• Dataset entries:
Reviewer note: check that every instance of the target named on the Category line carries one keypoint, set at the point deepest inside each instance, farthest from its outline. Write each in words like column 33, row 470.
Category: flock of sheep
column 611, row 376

* * *

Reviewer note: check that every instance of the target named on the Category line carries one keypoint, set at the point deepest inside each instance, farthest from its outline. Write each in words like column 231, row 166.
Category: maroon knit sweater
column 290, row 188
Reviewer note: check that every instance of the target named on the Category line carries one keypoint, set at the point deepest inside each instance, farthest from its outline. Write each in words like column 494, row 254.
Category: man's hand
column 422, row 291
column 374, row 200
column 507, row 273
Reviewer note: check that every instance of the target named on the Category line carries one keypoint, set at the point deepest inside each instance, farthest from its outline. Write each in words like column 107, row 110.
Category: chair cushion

• Work request: Starting at the line that contains "494, row 254." and stopping after the line that contains "Category: chair cushion", write out every line exactly as it appears above, and no other line.

• Expected answer:
Reviewer note: check that every instance of the target named on the Category line carries one keypoint, set at the point deepest inside each instance, farthest from its outline. Write each in words like column 494, row 254.
Category: man's hand
column 422, row 291
column 374, row 200
column 507, row 273
Reviewer note: check that every instance of the target named on the Category line carries one keypoint, set at the point deepest inside each instance, farthest from its outline. Write each in words like column 107, row 110.
Category: chair cushion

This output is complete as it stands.